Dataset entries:
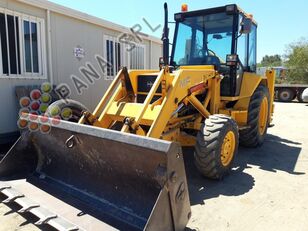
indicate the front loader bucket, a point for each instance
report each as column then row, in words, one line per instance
column 124, row 181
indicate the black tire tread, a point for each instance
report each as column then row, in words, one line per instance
column 250, row 136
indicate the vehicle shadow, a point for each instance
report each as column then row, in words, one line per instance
column 275, row 154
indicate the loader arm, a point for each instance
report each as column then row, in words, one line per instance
column 153, row 116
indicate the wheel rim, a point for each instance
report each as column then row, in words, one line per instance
column 285, row 95
column 263, row 115
column 227, row 148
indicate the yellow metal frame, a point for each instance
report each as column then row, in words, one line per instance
column 182, row 87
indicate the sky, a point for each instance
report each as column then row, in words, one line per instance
column 279, row 22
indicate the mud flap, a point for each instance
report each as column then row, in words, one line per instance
column 127, row 181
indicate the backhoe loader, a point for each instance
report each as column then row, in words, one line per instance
column 121, row 166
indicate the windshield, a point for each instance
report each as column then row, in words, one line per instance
column 203, row 40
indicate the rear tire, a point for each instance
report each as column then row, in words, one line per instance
column 254, row 135
column 300, row 96
column 286, row 95
column 216, row 147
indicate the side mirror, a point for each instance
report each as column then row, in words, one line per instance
column 232, row 60
column 217, row 36
column 246, row 25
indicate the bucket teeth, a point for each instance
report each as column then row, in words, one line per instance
column 3, row 186
column 26, row 204
column 43, row 214
column 45, row 220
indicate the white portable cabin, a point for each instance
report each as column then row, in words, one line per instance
column 44, row 42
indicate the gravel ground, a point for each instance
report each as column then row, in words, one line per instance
column 267, row 189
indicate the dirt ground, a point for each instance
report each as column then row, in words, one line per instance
column 266, row 190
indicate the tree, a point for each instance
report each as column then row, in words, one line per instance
column 271, row 61
column 297, row 61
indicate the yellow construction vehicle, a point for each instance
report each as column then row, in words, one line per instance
column 124, row 159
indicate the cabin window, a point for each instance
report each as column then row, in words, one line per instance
column 21, row 45
column 118, row 55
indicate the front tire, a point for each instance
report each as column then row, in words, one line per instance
column 216, row 147
column 286, row 95
column 258, row 118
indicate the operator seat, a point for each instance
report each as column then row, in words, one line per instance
column 206, row 60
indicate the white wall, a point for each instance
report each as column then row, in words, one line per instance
column 66, row 33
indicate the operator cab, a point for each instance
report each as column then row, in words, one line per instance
column 224, row 37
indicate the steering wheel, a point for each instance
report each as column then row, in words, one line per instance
column 201, row 52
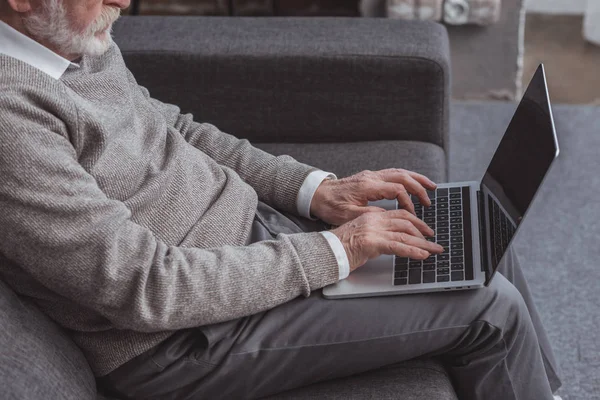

• **Problem statement**
Of the entries above, transcribe exactly those lines that fall between the line containing "indicate the dirt" and the line containing "indicate the cabin", together with those two lines.

• **Solution for this task**
indicate the dirt ground, a point for each instance
report each as column then row, in words, one line per instance
column 266, row 190
indicate the tree, a point for each instance
report each as column then row, in words, one line per instance
column 271, row 61
column 297, row 61
indicate the yellow construction vehicle, a point for each instance
report each as column then row, in words, one line per instance
column 124, row 159
indicate the cabin window, a point for each instance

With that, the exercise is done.